Bounding-box records
* * *

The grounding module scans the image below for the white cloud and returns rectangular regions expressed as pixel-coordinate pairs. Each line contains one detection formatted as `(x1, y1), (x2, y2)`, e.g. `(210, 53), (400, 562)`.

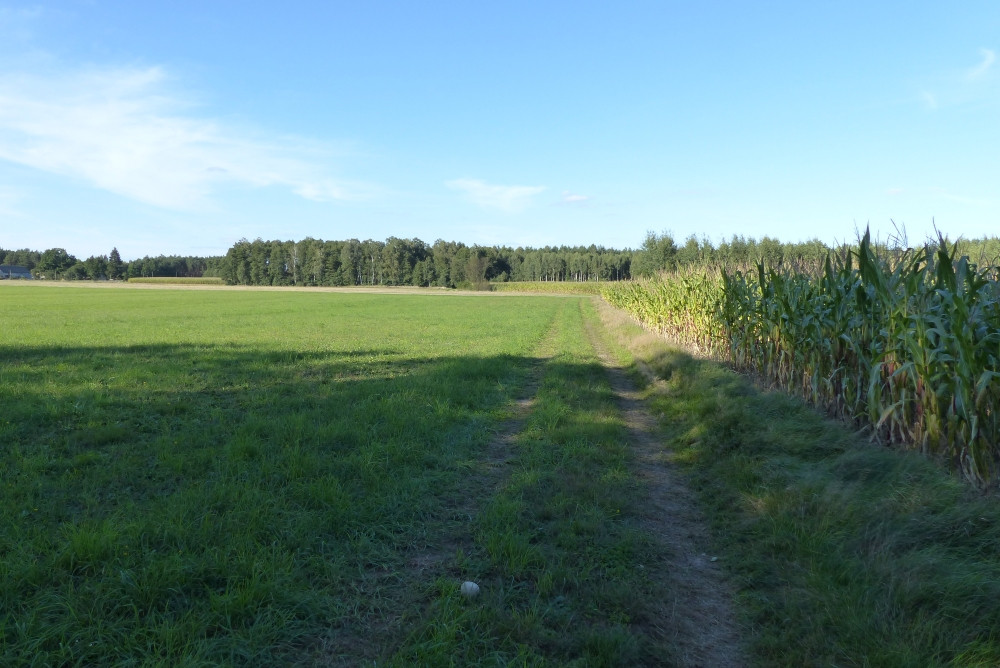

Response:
(965, 49), (997, 80)
(0, 67), (364, 209)
(445, 179), (545, 213)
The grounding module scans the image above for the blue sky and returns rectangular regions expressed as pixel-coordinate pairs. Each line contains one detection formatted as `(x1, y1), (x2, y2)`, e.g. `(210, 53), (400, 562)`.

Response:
(0, 0), (1000, 259)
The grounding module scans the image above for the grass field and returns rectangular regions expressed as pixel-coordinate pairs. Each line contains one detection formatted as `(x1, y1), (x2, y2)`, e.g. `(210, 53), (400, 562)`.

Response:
(0, 286), (666, 666)
(7, 285), (1000, 666)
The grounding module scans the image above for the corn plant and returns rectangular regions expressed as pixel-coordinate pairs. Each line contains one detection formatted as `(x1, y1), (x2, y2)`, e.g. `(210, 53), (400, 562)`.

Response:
(603, 233), (1000, 485)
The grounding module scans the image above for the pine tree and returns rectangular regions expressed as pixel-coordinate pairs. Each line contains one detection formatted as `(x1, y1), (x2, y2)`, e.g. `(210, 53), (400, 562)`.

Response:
(108, 248), (124, 281)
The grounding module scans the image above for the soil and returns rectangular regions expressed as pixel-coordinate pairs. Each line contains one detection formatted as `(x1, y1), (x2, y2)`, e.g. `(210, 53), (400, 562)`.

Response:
(588, 303), (747, 667)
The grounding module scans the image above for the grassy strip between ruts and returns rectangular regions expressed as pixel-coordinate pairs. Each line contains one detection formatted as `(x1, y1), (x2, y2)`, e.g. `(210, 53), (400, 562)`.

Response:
(393, 300), (670, 666)
(604, 308), (1000, 666)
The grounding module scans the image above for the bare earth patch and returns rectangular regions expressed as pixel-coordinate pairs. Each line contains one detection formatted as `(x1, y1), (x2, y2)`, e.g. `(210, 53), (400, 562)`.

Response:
(588, 305), (746, 667)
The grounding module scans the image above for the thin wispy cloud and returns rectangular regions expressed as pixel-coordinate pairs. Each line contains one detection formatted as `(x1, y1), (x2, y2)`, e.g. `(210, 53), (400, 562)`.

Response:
(445, 178), (545, 213)
(562, 190), (590, 204)
(920, 48), (1000, 111)
(0, 67), (364, 210)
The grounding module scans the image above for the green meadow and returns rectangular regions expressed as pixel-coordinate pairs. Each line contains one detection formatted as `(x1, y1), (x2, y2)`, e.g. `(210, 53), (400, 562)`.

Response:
(0, 284), (1000, 666)
(0, 286), (667, 666)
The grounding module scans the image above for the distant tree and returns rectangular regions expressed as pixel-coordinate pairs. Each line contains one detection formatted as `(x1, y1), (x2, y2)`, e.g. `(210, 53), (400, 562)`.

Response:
(83, 255), (108, 281)
(107, 248), (125, 281)
(35, 248), (78, 278)
(632, 231), (680, 276)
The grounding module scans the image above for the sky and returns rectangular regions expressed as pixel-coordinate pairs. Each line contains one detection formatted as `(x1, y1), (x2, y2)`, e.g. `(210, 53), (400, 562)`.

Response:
(0, 0), (1000, 260)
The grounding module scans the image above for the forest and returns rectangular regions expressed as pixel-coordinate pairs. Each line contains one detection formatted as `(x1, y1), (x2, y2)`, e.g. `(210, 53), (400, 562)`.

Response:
(0, 231), (1000, 289)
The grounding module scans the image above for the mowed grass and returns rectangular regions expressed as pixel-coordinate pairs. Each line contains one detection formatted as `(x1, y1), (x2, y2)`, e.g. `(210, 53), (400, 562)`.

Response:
(0, 286), (666, 666)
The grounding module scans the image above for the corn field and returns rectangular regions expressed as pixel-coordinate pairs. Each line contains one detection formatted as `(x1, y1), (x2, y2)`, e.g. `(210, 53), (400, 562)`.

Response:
(603, 234), (1000, 486)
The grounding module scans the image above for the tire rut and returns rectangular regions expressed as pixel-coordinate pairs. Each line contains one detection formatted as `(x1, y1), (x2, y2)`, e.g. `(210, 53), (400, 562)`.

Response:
(585, 302), (746, 668)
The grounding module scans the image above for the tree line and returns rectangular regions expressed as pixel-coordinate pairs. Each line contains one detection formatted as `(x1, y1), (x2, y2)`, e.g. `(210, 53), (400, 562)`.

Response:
(217, 237), (633, 288)
(7, 232), (1000, 288)
(0, 248), (222, 281)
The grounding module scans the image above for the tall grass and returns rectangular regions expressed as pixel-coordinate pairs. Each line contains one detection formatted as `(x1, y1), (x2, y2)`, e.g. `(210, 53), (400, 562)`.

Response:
(604, 233), (1000, 485)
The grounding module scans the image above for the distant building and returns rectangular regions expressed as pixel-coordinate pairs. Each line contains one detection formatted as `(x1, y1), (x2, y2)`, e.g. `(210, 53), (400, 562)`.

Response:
(0, 264), (31, 279)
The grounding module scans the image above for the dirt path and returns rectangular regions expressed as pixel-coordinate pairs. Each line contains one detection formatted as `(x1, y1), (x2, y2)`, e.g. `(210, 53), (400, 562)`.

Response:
(586, 307), (746, 668)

* * *

• **WHAT THE EXERCISE ASKS**: Reproduce all of the rows above word for word, leaving out the pictures.

• **WRITTEN ANSWER**:
The grounding module scans the image below for the white cloud and returns rectangular regions expressed as pixel-coordinate pairs. Each line contains one detection formatted as `(x1, y1), (x2, y2)`, e.g. `(210, 53), (400, 562)`.


Response:
(965, 49), (997, 80)
(0, 67), (364, 209)
(445, 179), (545, 213)
The grounding module scans the image above for the blue sky and returns rectangular regions expressed as pixel-coordinate pairs. Each line contains one detection formatted as `(x1, y1), (x2, y2)`, e.g. `(210, 53), (400, 562)`.

Response:
(0, 0), (1000, 259)
The grounding module scans the image above for the grass field and returns rectangular regions expressed as pixel-coordinate pairs. Each line contains one detection formatted as `(x1, y1), (x2, y2)`, e.g. `(210, 53), (400, 562)`.

Response:
(0, 286), (666, 666)
(7, 285), (1000, 666)
The grounding module scans the image above for the corn plant and returns rectangular regions expressed as pixel-coordinate pairs. Each line contains one detection formatted as `(x1, y1), (x2, y2)`, e.g. `(210, 53), (400, 562)`.

Response:
(603, 233), (1000, 485)
The grounding module scans the image above for the pine tree and returns rectangular regions expressed as pixel-coordinate pairs. Each line contains one detection formatted as `(x1, y1), (x2, y2)`, e.g. `(210, 53), (400, 562)`.

Response:
(108, 248), (124, 281)
The grounding module scans the image above for the soil and returns rectangular regions expressed as pixel-coordinate pairs. Each line contains one detection formatted as `(x1, y1), (x2, y2)`, e.g. `(210, 53), (400, 562)`.

Response:
(588, 303), (747, 667)
The grounding module scans the image above for the grassy strip between ruts and returns rectangular regions expressed as pixel-coordinate pairs. Each line contains one detection formatted as `(x1, y1), (x2, y2)`, e.g. `(210, 53), (400, 562)`.

Response:
(393, 300), (670, 666)
(604, 308), (1000, 666)
The grounding module scans the image above for the bare earth patch and returns rectangular regions expressed as pixel-coordinate pairs. Each line contains one detection formatted as `(x1, y1), (x2, y2)`, e.g. `(210, 53), (400, 562)`.

Response:
(588, 305), (746, 667)
The grounding module scans the image above for the thin wispy cloud and returns rectangular regions expressed as pixel-coordinate pairs. Each line contains one detection formatted as `(x1, y1), (x2, y2)`, e.g. `(210, 53), (400, 562)`.

Response:
(445, 178), (545, 213)
(562, 190), (590, 204)
(920, 48), (1000, 111)
(0, 67), (364, 210)
The grounding module scans the image above for the green meadow and returns rectangular regions expressed as pixel-coordinate pairs. Each line contains one detection formatted as `(x1, y1), (x2, y2)`, e.g. `(210, 53), (400, 562)`.

Response:
(0, 284), (1000, 666)
(0, 286), (667, 666)
The grounding module scans the image above for the distant tree and returns rectangular regions expressed as pixel-coordinate pairs. Each line contains one detection formatted as `(x1, y1), (x2, y2)`, e.g. `(210, 53), (400, 562)`.

Response:
(83, 255), (108, 281)
(107, 248), (125, 281)
(35, 248), (78, 278)
(632, 231), (680, 276)
The grounding module scans the image above for the sky and returns rectangular regions expressed as pixel-coordinate pairs. Each line contains one detection formatted as `(x1, y1), (x2, y2)`, e.g. `(210, 53), (400, 562)`.

Response:
(0, 0), (1000, 260)
The grounding module scans the image above for the forest and returns rectangular regions expressed as pixel-coordinate pairs. Each line contains one detection formatted as `(x1, y1), (x2, y2)`, e.g. `(210, 53), (400, 562)`.

Response:
(0, 231), (1000, 289)
The grounding module scans the image above for the mowed grass and returns rectangular regions expressed as pixel-coordinate pairs. Each line contains one detection formatted as `(x1, y1), (x2, y2)`, e.g. `(210, 53), (400, 562)`.

Response:
(0, 286), (666, 666)
The grounding module scans the image above for the corn field and returns rectangular regions expressed as pixel-coordinate pairs. Each line contains one detection formatted as `(x1, y1), (x2, y2)`, e.g. `(210, 53), (400, 562)`.

Response:
(603, 234), (1000, 486)
The grounding module scans the image above for the tire rut and returns rectangular regions expressed as pixel-coordinate pairs. Each line contains one detection formatted as `(x1, y1), (x2, y2)`, e.g. `(210, 53), (400, 562)`.

Response:
(585, 302), (746, 668)
The grounding module scans the image above for the tree line and returns rectangular regions expressed as pixel-coordinate pairs. Each line contains one detection formatted as `(x1, y1), (x2, y2)`, e.g. `(210, 53), (400, 562)`.

Response:
(217, 237), (633, 288)
(7, 232), (1000, 288)
(0, 248), (222, 281)
The grounding module scans the image above for the tall grass and returns rectangular regions expressed as pixel-coordinate pairs. Each line contains one detection formatted as `(x1, y1), (x2, y2)`, e.g. `(210, 53), (400, 562)`.

Response:
(604, 233), (1000, 485)
The grounding module scans the image above for the distant building and returns rectangular regions expressed as pixel-coordinate pairs. Each line contains one detection formatted as `(x1, y1), (x2, y2)`, e.g. `(210, 53), (400, 562)`.

Response:
(0, 264), (31, 279)
The grounding module scans the image above for the dirt path and returns rectangular regions expressed as pixel-coordinate pairs. Each line contains one detection formatted as `(x1, y1), (x2, y2)`, e.g. `(210, 53), (400, 562)`.

Response:
(586, 307), (746, 668)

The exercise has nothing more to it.